**WHAT IS NEEDED:** Convert the lines of the records below into a JSON list of strings, starting at the line that contains "Target: road" and ending at the last line of the records. Use one string per line and leave out any blank lines.

---- LISTED RECORDS

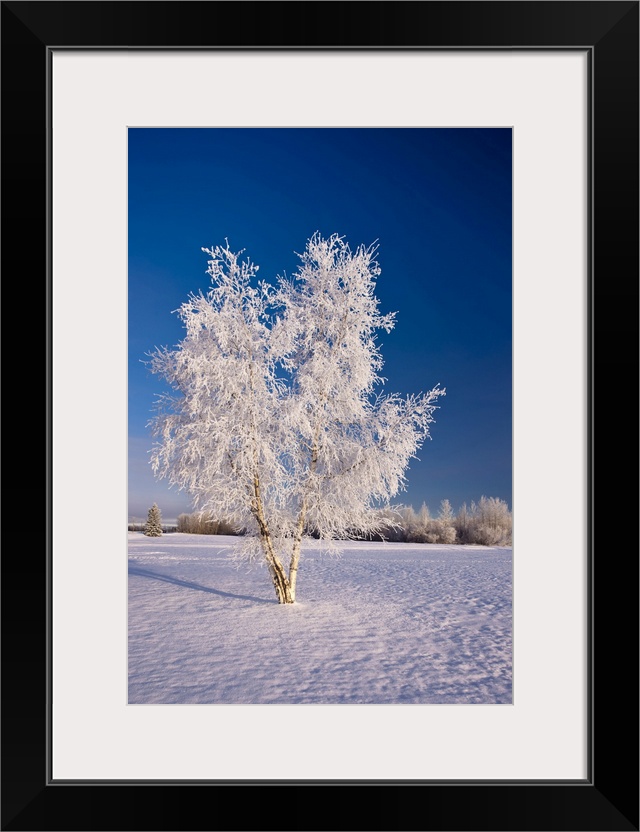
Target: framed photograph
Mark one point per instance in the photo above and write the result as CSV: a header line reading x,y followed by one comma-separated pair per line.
x,y
562,80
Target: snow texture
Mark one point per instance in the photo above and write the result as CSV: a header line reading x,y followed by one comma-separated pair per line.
x,y
384,623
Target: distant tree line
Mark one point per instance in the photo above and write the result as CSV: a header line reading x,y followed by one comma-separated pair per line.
x,y
203,522
487,522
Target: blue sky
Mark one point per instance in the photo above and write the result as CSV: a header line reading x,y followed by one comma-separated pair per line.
x,y
438,201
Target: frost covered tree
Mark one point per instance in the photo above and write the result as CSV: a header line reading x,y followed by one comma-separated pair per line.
x,y
153,526
274,421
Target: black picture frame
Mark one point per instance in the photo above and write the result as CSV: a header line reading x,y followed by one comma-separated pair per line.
x,y
608,798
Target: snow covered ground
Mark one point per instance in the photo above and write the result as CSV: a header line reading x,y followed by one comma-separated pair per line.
x,y
392,623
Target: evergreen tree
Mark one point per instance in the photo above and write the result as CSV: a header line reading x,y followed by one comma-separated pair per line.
x,y
153,526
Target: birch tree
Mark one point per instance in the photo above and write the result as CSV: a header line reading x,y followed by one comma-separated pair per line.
x,y
153,526
276,419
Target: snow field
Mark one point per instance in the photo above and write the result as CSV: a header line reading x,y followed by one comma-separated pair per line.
x,y
382,624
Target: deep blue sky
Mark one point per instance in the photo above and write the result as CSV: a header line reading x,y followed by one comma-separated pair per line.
x,y
439,203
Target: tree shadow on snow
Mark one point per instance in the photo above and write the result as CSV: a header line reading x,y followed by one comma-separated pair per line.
x,y
146,573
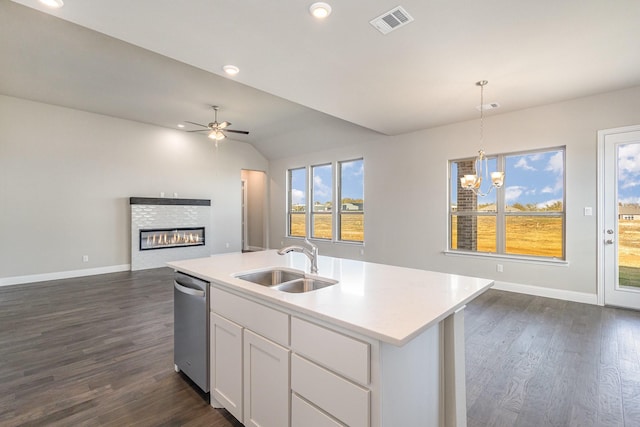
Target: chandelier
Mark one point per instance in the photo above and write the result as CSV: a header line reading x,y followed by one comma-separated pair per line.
x,y
481,164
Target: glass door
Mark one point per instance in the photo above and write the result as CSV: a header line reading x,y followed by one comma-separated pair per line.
x,y
620,236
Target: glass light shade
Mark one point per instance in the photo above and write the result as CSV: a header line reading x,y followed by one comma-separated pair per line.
x,y
497,178
217,135
232,70
470,181
54,4
320,10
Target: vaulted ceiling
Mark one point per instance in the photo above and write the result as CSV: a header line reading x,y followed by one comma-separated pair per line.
x,y
306,84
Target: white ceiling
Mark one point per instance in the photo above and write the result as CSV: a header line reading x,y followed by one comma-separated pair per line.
x,y
418,76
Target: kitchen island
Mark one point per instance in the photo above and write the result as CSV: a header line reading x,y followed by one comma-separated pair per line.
x,y
384,346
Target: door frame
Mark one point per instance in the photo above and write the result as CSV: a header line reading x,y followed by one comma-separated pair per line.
x,y
600,247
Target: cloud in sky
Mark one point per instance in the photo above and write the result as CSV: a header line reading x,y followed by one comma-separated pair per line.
x,y
297,197
320,189
513,192
523,164
546,203
628,160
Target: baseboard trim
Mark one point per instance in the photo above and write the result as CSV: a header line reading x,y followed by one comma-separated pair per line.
x,y
18,280
539,291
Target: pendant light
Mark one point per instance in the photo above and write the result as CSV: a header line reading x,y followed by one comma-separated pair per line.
x,y
481,164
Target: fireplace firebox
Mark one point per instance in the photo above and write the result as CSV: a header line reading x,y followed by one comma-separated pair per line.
x,y
164,238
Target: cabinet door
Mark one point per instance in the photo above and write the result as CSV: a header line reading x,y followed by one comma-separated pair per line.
x,y
266,382
226,364
304,414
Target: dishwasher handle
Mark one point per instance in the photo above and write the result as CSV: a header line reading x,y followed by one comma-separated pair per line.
x,y
189,291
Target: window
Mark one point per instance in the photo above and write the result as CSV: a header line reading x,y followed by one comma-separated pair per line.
x,y
335,204
351,196
297,202
524,218
322,201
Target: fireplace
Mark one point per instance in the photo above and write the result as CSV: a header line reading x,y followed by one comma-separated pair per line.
x,y
164,238
177,226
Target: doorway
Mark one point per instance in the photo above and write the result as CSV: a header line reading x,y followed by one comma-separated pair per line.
x,y
619,217
253,188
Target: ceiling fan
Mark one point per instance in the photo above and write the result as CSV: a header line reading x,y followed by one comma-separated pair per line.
x,y
216,130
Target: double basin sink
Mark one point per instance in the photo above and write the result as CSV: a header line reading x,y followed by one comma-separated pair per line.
x,y
286,280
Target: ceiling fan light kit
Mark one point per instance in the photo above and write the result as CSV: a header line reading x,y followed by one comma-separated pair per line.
x,y
231,70
54,4
320,10
216,130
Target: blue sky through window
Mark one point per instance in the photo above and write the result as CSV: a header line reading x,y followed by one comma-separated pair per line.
x,y
530,179
352,179
629,173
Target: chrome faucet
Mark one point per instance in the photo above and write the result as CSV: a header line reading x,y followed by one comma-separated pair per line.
x,y
311,254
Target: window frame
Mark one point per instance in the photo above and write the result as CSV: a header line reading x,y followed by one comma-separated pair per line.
x,y
501,214
312,201
336,200
289,207
339,210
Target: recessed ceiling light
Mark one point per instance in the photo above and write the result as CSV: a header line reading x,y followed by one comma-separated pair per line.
x,y
55,4
232,70
320,10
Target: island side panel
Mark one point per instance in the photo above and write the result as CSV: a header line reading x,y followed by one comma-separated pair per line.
x,y
410,386
455,391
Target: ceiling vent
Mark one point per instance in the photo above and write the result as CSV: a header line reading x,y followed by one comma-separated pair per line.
x,y
489,106
391,20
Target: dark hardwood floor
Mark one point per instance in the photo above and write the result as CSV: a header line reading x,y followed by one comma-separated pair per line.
x,y
99,351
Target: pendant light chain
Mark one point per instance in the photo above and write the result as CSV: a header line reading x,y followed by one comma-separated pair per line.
x,y
474,182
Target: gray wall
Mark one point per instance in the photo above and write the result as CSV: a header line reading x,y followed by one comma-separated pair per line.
x,y
406,189
66,176
256,182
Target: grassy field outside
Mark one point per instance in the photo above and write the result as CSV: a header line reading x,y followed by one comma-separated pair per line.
x,y
526,235
629,253
352,226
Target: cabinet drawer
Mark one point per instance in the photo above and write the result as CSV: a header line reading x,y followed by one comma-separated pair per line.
x,y
343,399
340,353
304,414
269,323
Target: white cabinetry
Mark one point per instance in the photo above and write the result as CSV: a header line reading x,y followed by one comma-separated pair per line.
x,y
249,371
266,382
226,364
331,372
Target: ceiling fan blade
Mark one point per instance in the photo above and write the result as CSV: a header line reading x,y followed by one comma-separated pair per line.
x,y
197,124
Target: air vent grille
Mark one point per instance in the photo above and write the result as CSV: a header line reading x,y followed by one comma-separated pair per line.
x,y
489,106
391,20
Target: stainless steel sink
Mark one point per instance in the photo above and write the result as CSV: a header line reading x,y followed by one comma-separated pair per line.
x,y
303,285
286,280
271,277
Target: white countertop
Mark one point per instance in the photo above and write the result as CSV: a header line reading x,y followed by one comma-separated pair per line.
x,y
387,303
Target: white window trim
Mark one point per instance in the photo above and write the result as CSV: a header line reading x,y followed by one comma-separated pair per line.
x,y
501,215
336,197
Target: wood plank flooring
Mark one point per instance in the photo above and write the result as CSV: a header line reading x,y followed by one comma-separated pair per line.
x,y
535,361
98,351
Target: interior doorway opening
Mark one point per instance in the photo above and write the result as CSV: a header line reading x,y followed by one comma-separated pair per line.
x,y
253,186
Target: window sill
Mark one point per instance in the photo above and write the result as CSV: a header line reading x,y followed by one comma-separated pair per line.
x,y
338,242
526,260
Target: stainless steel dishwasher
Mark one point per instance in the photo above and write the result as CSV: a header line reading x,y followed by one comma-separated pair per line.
x,y
191,328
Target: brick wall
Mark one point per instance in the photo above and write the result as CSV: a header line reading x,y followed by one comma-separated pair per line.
x,y
467,201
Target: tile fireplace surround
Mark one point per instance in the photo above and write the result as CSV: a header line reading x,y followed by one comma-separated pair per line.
x,y
167,213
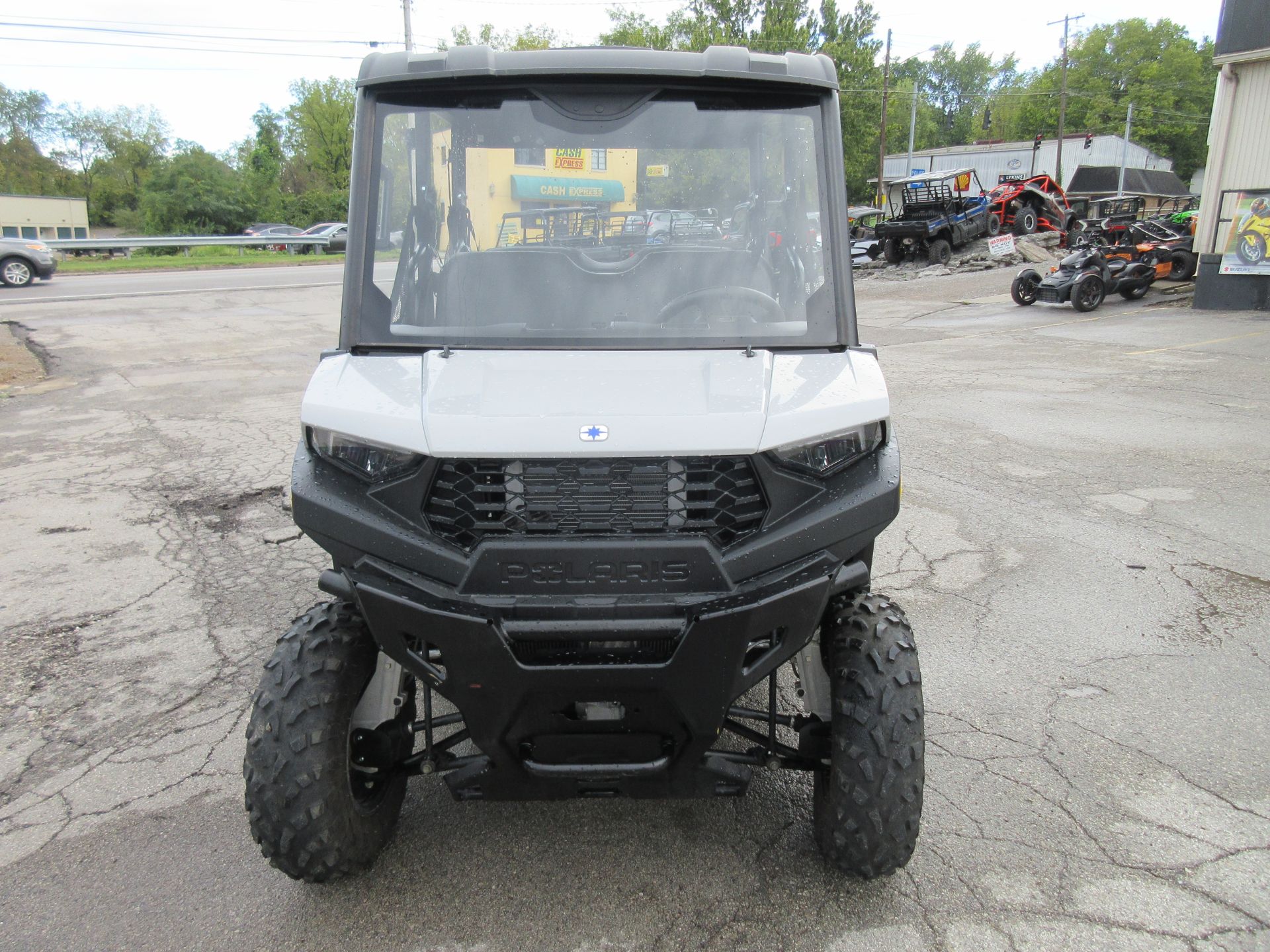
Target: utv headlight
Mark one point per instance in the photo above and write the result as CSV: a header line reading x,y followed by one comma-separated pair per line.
x,y
371,461
829,455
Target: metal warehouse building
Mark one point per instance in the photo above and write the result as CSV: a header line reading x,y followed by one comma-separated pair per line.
x,y
44,218
996,159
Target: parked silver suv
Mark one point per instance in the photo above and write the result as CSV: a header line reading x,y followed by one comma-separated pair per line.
x,y
22,260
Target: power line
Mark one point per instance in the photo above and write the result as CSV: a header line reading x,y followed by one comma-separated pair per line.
x,y
197,36
178,48
178,26
155,69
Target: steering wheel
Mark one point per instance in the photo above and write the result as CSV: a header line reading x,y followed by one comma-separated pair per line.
x,y
730,292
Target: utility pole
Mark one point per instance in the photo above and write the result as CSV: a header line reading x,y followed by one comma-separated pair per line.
x,y
882,143
1124,151
1062,100
912,128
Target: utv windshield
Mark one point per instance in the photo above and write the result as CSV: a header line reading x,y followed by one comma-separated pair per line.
x,y
611,218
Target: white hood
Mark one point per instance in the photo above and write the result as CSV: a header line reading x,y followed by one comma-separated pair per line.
x,y
650,403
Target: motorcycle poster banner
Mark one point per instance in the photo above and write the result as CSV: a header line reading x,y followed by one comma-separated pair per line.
x,y
1246,248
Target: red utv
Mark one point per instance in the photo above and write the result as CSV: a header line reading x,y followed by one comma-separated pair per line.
x,y
1032,205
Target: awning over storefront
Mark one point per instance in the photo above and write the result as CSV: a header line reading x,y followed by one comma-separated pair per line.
x,y
556,190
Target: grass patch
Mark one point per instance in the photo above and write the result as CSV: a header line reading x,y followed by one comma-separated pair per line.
x,y
200,259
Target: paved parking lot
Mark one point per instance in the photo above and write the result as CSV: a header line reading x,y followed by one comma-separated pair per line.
x,y
1082,551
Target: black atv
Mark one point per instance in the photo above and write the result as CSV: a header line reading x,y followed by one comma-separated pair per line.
x,y
1085,278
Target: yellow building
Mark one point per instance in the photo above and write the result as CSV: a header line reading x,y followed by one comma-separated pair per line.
x,y
501,180
44,218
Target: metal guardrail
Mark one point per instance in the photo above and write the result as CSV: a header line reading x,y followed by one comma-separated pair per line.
x,y
186,241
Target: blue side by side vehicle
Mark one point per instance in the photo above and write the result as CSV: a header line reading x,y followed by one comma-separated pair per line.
x,y
935,212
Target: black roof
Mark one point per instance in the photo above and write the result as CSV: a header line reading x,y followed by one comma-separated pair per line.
x,y
715,63
1104,179
1245,26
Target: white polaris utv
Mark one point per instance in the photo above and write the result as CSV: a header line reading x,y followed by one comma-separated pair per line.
x,y
586,492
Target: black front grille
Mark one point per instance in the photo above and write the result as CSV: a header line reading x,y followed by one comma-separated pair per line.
x,y
476,499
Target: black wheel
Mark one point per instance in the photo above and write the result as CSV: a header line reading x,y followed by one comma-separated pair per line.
x,y
1023,290
17,272
1184,266
868,801
1251,248
1089,292
317,818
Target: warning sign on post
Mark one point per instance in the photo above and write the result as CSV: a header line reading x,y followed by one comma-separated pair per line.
x,y
1001,245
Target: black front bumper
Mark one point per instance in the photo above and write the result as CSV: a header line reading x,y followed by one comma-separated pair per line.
x,y
1054,292
661,634
661,715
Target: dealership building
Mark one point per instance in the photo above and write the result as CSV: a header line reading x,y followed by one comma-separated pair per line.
x,y
1234,229
994,160
44,218
538,178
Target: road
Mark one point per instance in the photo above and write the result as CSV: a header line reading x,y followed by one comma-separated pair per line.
x,y
1082,551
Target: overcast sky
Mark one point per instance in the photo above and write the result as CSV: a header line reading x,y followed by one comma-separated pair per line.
x,y
208,87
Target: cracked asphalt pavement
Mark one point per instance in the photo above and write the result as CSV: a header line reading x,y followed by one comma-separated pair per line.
x,y
1082,551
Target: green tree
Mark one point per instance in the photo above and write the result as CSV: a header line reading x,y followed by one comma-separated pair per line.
x,y
530,37
193,193
846,36
319,135
261,160
23,114
24,124
80,143
135,143
629,28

--------

**SOLUTION BELOW:**
[
  "Target: road",
  "Mark one point per instance in the photo above and write the result as CSV: a header line reading x,y followed by one comma-separated pair per line.",
  "x,y",
  "1082,551",
  "Target: overcast sky",
  "Mark one point per instance in the photo above and write the result as CSV: a header line reading x,y followed by one comma-separated pair per line.",
  "x,y",
  "208,87",
  "Target: cracked asphalt pavement",
  "Mark one point per instance in the photo above and write the result as CSV: a header line reading x,y followed by one comma-separated pair per line.",
  "x,y",
  "1082,551",
  "Target: green tree",
  "Mark one point per instance in the photo above and write the result as CSV: a header line reading x,y followed by one comma-separated pair per line.",
  "x,y",
  "530,37",
  "193,193",
  "846,36",
  "319,135",
  "261,160",
  "23,114",
  "24,124",
  "80,143",
  "135,143",
  "629,28"
]